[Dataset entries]
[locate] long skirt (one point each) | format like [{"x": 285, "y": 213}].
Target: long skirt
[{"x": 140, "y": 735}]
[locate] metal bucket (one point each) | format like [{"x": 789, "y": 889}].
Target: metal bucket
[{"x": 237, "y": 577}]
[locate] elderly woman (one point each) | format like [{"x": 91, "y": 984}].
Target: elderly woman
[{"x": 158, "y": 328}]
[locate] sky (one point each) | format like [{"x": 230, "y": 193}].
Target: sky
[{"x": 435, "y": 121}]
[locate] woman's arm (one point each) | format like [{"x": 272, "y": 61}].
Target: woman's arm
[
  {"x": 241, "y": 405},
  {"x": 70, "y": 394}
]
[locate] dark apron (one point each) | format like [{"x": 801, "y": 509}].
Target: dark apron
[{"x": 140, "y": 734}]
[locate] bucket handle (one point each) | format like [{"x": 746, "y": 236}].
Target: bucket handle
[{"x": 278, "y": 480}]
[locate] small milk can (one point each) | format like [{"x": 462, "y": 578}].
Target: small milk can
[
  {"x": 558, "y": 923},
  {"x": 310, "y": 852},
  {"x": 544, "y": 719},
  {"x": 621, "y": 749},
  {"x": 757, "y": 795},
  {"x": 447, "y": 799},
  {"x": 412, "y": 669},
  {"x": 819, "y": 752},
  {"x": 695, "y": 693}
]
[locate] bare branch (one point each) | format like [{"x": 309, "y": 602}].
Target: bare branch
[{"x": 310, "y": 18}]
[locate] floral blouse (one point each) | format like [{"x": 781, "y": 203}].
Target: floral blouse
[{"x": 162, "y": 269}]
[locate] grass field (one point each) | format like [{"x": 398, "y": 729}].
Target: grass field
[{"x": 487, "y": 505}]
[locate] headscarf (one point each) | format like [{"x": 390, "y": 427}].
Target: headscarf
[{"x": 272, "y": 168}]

Your assignment: Reproduce the data shown above exactly.

Answer section:
[locate] long skirt (one point each) | format like [{"x": 285, "y": 213}].
Target: long skirt
[{"x": 140, "y": 735}]
[locate] metal bucket (one point each) | format like [{"x": 789, "y": 889}].
Target: metal bucket
[{"x": 237, "y": 577}]
[locate] elderly woman (one point each) | format like [{"x": 91, "y": 984}].
Target: elderly woman
[{"x": 158, "y": 328}]
[locate] sky (one point each) | format like [{"x": 230, "y": 193}].
Target: sky
[{"x": 435, "y": 121}]
[locate] woman's arm (one point each) | format like [{"x": 272, "y": 61}].
Target: woman's arm
[
  {"x": 241, "y": 405},
  {"x": 70, "y": 394}
]
[locate] dark apron (one point each) | format like [{"x": 801, "y": 509}].
Target: dark apron
[{"x": 140, "y": 734}]
[locate] bucket handle (one point each) | format like [{"x": 746, "y": 236}].
Target: bucket handle
[{"x": 278, "y": 480}]
[locate] small milk can (one point each) | format like [{"x": 462, "y": 578}].
Target: small milk can
[
  {"x": 558, "y": 923},
  {"x": 310, "y": 852},
  {"x": 544, "y": 719},
  {"x": 621, "y": 749},
  {"x": 757, "y": 795},
  {"x": 447, "y": 799},
  {"x": 412, "y": 669},
  {"x": 819, "y": 752},
  {"x": 695, "y": 693}
]
[locate] bare branch (one point each) | format like [{"x": 309, "y": 602}].
Target: bare branch
[{"x": 310, "y": 18}]
[locate] floral blouse (one point each) | format like [{"x": 781, "y": 203}].
Target: floral blouse
[{"x": 162, "y": 269}]
[locate] grass field (one point each) | format like [{"x": 398, "y": 729}].
Target: grass field
[{"x": 487, "y": 505}]
[locate] headscarf (one point each) | format like [{"x": 390, "y": 427}].
Target: headscarf
[{"x": 272, "y": 168}]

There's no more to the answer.